== SET TASK A ==
Write out the news report on New Zealand's marriage equality vote word for word, in full.

··· SOURCE PASSAGE ···

WELLINGTON, New Zealand – MPs overwhelmingly voted, 77-44, on Wednesday to approve marriage equality for gay and lesbian couples in New Zealand.

The third and final vote was largely ceremonial, since MPs had easily passed the first two readings. The bill now goes to the governor-general for royal assent, which is a mere formality.

Same-sex marriages will begin in August.

Around New Zealand, gay bars and restaurants held parties and showed the live telecast of the vote in Parliament. The Auckland University Students' Association hosted a party at the campus bar, Shadows. In Wellington, Scotty and Mal's Lounge Bar tuned their big screens to watch Parliament's historic vote.

The sponsor of the "Marriage (Definition of Marriage) Amendment Bill" is Labour Party MP Louisa Wall, who is a lesbian and who wore a rainbow top today in Parliament.

“Marginalizing and discriminating against particular sectors do not benefit society and families,” she said during the final debate. “It is a simple choice; do we support discriminatory laws or not? I know I don’t and hopefully that is true of most of the members of this house.

"Nothing could make me more proud to be a New Zealander than passing this bill," Wall told her fellow MPs.

MP Kevin Hague of the Green Party shared a story of how he met his partner 28 years ago and how their relationship was considered illegal. He said he was thrilled that his relationship will now be honored, but was sad that his parents didn't live long enough to witness this day in history.

Opposition to the bill came from conservative religious groups, including the Roman Catholic Church, and Family First.

MPs are not likely to feel much backlash from voters, since polls show that about two-thirds of New Zealanders approve of marriage equality. New Zealand has provided civil unions since 2005.

New Zealand becomes the first nation in the Asia-Pacific region to legalize same-sex marriage and only the second Commonwealth country, following the lead of Canada.

Pressure turns up in Australia

The vote to legalize marriage equality in New Zealand will ratchet up the pressure on Australian lawmakers. Several states have introduced marriage equality bills, but the national government remains reluctant to discuss the issue.

···

== SET TASK B ==
Reproduce the part of the records that opens with the line containing "pig head in this image?" and continues through the end of the records, leaving everything else out.

··· DATA RECORDS ···

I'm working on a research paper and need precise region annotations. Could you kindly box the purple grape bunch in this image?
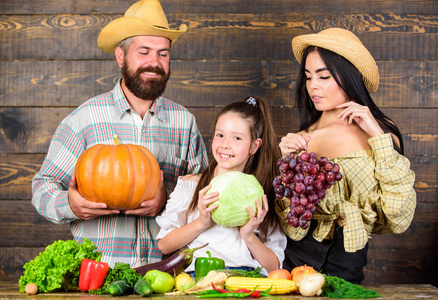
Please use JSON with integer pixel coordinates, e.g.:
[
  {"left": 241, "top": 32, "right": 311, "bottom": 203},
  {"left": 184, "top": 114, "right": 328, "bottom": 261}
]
[{"left": 273, "top": 152, "right": 342, "bottom": 229}]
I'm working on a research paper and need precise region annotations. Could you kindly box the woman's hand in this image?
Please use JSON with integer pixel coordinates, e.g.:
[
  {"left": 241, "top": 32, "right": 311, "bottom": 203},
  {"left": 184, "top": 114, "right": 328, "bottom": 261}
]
[
  {"left": 198, "top": 184, "right": 219, "bottom": 228},
  {"left": 240, "top": 195, "right": 269, "bottom": 241},
  {"left": 336, "top": 101, "right": 384, "bottom": 137},
  {"left": 278, "top": 133, "right": 310, "bottom": 156}
]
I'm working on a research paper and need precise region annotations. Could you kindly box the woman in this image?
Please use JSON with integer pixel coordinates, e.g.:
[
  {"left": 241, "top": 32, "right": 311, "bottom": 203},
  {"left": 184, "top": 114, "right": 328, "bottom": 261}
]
[{"left": 276, "top": 28, "right": 416, "bottom": 283}]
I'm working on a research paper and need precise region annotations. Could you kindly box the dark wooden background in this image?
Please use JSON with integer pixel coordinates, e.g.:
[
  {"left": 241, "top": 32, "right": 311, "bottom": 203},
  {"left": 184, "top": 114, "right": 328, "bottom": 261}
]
[{"left": 0, "top": 0, "right": 438, "bottom": 286}]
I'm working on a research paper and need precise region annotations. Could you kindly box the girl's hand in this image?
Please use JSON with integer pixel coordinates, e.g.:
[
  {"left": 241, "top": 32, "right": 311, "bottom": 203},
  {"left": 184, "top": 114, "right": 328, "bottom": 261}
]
[
  {"left": 240, "top": 195, "right": 269, "bottom": 241},
  {"left": 336, "top": 101, "right": 384, "bottom": 137},
  {"left": 198, "top": 184, "right": 219, "bottom": 228},
  {"left": 278, "top": 133, "right": 310, "bottom": 156}
]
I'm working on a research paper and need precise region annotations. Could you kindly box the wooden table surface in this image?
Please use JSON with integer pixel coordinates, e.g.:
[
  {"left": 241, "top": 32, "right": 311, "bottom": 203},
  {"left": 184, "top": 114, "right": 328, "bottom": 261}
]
[{"left": 0, "top": 280, "right": 438, "bottom": 300}]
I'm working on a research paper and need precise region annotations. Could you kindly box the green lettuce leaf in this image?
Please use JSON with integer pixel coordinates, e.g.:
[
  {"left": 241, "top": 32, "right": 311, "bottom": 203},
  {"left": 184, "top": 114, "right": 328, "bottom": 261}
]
[{"left": 18, "top": 239, "right": 102, "bottom": 293}]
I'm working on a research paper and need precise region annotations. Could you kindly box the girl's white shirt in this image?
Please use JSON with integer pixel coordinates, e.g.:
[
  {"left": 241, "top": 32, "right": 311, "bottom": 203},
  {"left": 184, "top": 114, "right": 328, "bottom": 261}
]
[{"left": 156, "top": 178, "right": 287, "bottom": 275}]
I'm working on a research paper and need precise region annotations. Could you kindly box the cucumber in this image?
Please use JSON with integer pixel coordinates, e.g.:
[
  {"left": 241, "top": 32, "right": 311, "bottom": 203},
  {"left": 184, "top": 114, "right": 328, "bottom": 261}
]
[
  {"left": 108, "top": 280, "right": 130, "bottom": 296},
  {"left": 134, "top": 279, "right": 153, "bottom": 296}
]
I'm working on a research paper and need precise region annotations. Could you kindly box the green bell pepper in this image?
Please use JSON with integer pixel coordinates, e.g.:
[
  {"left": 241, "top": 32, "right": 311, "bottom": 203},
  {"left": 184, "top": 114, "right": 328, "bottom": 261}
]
[{"left": 195, "top": 251, "right": 225, "bottom": 280}]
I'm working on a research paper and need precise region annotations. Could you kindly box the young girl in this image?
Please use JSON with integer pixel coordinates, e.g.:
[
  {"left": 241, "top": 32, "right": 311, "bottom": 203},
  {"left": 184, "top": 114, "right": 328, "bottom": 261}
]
[
  {"left": 156, "top": 97, "right": 286, "bottom": 275},
  {"left": 276, "top": 28, "right": 416, "bottom": 283}
]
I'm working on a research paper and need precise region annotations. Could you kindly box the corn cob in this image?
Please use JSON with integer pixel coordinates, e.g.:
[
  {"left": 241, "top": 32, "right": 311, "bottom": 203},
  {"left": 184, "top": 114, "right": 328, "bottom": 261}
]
[{"left": 225, "top": 276, "right": 297, "bottom": 295}]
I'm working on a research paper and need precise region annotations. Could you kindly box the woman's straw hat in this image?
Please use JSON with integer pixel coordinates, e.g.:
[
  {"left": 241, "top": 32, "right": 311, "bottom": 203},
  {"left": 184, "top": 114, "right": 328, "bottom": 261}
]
[
  {"left": 292, "top": 28, "right": 379, "bottom": 93},
  {"left": 97, "top": 0, "right": 187, "bottom": 53}
]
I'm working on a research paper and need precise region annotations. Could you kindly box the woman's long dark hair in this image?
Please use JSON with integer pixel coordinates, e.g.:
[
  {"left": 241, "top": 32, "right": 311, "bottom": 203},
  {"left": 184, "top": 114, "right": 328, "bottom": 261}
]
[
  {"left": 296, "top": 46, "right": 404, "bottom": 154},
  {"left": 187, "top": 97, "right": 280, "bottom": 238}
]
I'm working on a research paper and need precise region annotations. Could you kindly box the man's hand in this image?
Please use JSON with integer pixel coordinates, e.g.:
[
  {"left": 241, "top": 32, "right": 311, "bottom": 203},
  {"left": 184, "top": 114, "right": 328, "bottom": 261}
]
[
  {"left": 68, "top": 176, "right": 120, "bottom": 220},
  {"left": 125, "top": 171, "right": 167, "bottom": 217}
]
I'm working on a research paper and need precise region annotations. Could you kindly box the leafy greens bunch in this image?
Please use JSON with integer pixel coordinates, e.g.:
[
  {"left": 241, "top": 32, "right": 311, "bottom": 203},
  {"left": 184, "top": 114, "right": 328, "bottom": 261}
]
[
  {"left": 88, "top": 262, "right": 143, "bottom": 295},
  {"left": 19, "top": 239, "right": 102, "bottom": 293}
]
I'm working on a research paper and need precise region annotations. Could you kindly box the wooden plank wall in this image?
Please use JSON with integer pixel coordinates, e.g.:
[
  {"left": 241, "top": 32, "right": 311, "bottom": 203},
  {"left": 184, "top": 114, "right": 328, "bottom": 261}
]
[{"left": 0, "top": 0, "right": 438, "bottom": 285}]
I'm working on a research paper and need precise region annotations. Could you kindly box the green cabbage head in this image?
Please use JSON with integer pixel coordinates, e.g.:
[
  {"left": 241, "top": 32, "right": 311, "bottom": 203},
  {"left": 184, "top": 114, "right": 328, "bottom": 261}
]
[{"left": 207, "top": 171, "right": 264, "bottom": 227}]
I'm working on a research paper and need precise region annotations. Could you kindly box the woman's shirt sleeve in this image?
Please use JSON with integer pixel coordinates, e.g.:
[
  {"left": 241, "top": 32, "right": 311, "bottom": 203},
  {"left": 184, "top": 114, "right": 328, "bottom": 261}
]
[{"left": 368, "top": 133, "right": 416, "bottom": 233}]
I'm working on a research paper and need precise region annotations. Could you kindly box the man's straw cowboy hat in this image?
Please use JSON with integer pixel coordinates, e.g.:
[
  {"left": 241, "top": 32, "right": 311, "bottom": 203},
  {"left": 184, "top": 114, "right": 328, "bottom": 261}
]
[
  {"left": 97, "top": 0, "right": 187, "bottom": 53},
  {"left": 292, "top": 28, "right": 379, "bottom": 93}
]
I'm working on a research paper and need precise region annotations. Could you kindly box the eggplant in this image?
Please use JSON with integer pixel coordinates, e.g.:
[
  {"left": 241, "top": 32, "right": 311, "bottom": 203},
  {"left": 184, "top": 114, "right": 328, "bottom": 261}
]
[{"left": 134, "top": 243, "right": 208, "bottom": 276}]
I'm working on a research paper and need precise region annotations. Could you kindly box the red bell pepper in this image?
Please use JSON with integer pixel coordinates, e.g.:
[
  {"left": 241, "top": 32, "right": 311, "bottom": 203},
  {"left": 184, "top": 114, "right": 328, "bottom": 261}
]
[{"left": 79, "top": 258, "right": 109, "bottom": 292}]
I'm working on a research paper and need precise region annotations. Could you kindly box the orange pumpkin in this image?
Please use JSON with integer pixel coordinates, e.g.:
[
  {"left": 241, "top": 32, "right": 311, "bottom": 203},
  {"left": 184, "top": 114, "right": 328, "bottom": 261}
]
[{"left": 75, "top": 135, "right": 161, "bottom": 210}]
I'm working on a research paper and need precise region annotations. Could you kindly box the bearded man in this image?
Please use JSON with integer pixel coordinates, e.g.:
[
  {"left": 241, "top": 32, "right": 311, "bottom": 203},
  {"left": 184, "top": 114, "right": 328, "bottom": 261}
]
[{"left": 32, "top": 0, "right": 207, "bottom": 267}]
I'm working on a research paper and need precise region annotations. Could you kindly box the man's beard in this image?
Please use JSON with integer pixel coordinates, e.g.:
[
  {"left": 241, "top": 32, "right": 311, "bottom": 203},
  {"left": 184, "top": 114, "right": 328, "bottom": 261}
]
[{"left": 122, "top": 60, "right": 170, "bottom": 101}]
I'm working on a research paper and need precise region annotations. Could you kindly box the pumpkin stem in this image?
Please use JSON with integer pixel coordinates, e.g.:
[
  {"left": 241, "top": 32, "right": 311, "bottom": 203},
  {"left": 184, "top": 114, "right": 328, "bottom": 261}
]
[{"left": 113, "top": 134, "right": 120, "bottom": 145}]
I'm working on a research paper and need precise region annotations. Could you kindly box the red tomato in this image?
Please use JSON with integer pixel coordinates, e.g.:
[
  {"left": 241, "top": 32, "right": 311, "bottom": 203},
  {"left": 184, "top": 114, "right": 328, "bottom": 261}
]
[{"left": 268, "top": 269, "right": 292, "bottom": 280}]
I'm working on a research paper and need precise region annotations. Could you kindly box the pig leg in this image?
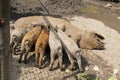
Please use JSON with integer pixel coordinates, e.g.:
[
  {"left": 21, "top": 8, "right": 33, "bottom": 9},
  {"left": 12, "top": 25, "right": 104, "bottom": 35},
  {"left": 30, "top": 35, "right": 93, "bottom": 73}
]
[
  {"left": 39, "top": 51, "right": 45, "bottom": 68},
  {"left": 10, "top": 41, "right": 14, "bottom": 53},
  {"left": 49, "top": 50, "right": 55, "bottom": 71},
  {"left": 58, "top": 49, "right": 63, "bottom": 71},
  {"left": 76, "top": 52, "right": 83, "bottom": 72},
  {"left": 13, "top": 42, "right": 18, "bottom": 55},
  {"left": 24, "top": 49, "right": 30, "bottom": 64},
  {"left": 18, "top": 48, "right": 26, "bottom": 63},
  {"left": 35, "top": 53, "right": 39, "bottom": 66},
  {"left": 66, "top": 50, "right": 75, "bottom": 70}
]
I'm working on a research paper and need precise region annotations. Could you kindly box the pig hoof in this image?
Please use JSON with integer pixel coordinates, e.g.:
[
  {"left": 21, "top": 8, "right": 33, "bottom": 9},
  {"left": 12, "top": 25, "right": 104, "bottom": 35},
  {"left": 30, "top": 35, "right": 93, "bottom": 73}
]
[
  {"left": 18, "top": 60, "right": 21, "bottom": 63},
  {"left": 60, "top": 65, "right": 65, "bottom": 71},
  {"left": 60, "top": 68, "right": 64, "bottom": 71}
]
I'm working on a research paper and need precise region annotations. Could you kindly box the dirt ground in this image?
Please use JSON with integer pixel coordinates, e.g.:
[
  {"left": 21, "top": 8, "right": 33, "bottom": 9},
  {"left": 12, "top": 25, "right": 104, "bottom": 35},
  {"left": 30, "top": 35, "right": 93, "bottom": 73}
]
[{"left": 11, "top": 0, "right": 120, "bottom": 80}]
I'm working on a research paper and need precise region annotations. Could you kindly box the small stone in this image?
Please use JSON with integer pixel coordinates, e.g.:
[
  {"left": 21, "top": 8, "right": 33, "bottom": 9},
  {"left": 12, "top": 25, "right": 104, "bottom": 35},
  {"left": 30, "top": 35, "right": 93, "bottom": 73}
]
[{"left": 93, "top": 65, "right": 100, "bottom": 72}]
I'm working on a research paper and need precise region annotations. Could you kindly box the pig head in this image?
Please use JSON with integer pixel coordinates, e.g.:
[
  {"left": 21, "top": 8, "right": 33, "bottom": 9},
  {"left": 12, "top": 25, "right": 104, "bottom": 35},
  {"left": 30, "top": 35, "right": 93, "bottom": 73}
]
[{"left": 65, "top": 27, "right": 104, "bottom": 50}]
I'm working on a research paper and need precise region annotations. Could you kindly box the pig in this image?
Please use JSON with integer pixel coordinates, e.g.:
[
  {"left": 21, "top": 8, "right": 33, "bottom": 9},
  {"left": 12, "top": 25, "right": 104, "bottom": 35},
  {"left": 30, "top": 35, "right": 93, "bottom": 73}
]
[
  {"left": 34, "top": 26, "right": 49, "bottom": 68},
  {"left": 18, "top": 24, "right": 43, "bottom": 64},
  {"left": 14, "top": 16, "right": 104, "bottom": 50},
  {"left": 10, "top": 24, "right": 34, "bottom": 55},
  {"left": 57, "top": 29, "right": 83, "bottom": 72},
  {"left": 49, "top": 30, "right": 63, "bottom": 71}
]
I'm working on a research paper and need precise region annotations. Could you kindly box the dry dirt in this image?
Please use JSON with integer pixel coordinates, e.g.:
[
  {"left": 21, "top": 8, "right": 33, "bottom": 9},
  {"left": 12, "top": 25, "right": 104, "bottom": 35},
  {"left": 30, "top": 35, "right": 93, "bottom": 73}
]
[{"left": 11, "top": 0, "right": 120, "bottom": 80}]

···

== FINISHED ANSWER A ==
WELLINGTON, New Zealand – MPs overwhelmingly voted, 77-44, on Wednesday to approve marriage equality for gay and lesbian couples in New Zealand.

The third and final vote was largely ceremonial, since MPs had easily passed the first two readings. The bill now goes to the governor-general for royal assent, which is a mere formality.

Same-sex marriages will begin in August.

Around New Zealand, gay bars and restaurants held parties and showed the live telecast of the vote in Parliament. The Auckland University Students' Association hosted a party at the campus bar, Shadows. In Wellington, Scotty and Mal's Lounge Bar tuned their big screens to watch Parliament's historic vote.

The sponsor of the "Marriage (Definition of Marriage) Amendment Bill" is Labour Party MP Louisa Wall, who is a lesbian and who wore a rainbow top today in Parliament.

“Marginalizing and discriminating against particular sectors do not benefit society and families,” she said during the final debate. “It is a simple choice; do we support discriminatory laws or not? I know I don’t and hopefully that is true of most of the members of this house.

"Nothing could make me more proud to be a New Zealander than passing this bill," Wall told her fellow MPs.

MP Kevin Hague of the Green Party shared a story of how he met his partner 28 years ago and how their relationship was considered illegal. He said he was thrilled that his relationship will now be honored, but was sad that his parents didn't live long enough to witness this day in history.

Opposition to the bill came from conservative religious groups, including the Roman Catholic Church, and Family First.

MPs are not likely to feel much backlash from voters, since polls show that about two-thirds of New Zealanders approve of marriage equality. New Zealand has provided civil unions since 2005.

New Zealand becomes the first nation in the Asia-Pacific region to legalize same-sex marriage and only the second Commonwealth country, following the lead of Canada.

Pressure turns up in Australia

The vote to legalize marriage equality in New Zealand will ratchet up the pressure on Australian lawmakers. Several states have introduced marriage equality bills, but the national government remains reluctant to discuss the issue.

== FINISHED ANSWER B ==
I'm working on a research paper and need precise region annotations. Could you kindly box the pig head in this image?
Please use JSON with integer pixel coordinates, e.g.:
[
  {"left": 21, "top": 8, "right": 33, "bottom": 9},
  {"left": 12, "top": 25, "right": 104, "bottom": 35},
  {"left": 30, "top": 35, "right": 93, "bottom": 73}
]
[{"left": 65, "top": 27, "right": 104, "bottom": 50}]
I'm working on a research paper and need precise region annotations. Could you kindly box the pig in this image?
Please use JSON with integer pixel coordinates, e.g.:
[
  {"left": 21, "top": 8, "right": 33, "bottom": 9},
  {"left": 12, "top": 25, "right": 104, "bottom": 35},
  {"left": 30, "top": 35, "right": 93, "bottom": 73}
]
[
  {"left": 34, "top": 26, "right": 49, "bottom": 68},
  {"left": 18, "top": 24, "right": 43, "bottom": 64},
  {"left": 14, "top": 16, "right": 104, "bottom": 50},
  {"left": 10, "top": 24, "right": 34, "bottom": 55},
  {"left": 57, "top": 29, "right": 83, "bottom": 72},
  {"left": 49, "top": 30, "right": 63, "bottom": 71}
]
I'm working on a research paper and need precise region annotations. Could you kindly box the dry dirt in this image?
Please use JSON with integer pixel coordinates, e.g.:
[
  {"left": 21, "top": 8, "right": 33, "bottom": 9},
  {"left": 12, "top": 25, "right": 104, "bottom": 35},
  {"left": 30, "top": 35, "right": 93, "bottom": 73}
]
[{"left": 11, "top": 0, "right": 120, "bottom": 80}]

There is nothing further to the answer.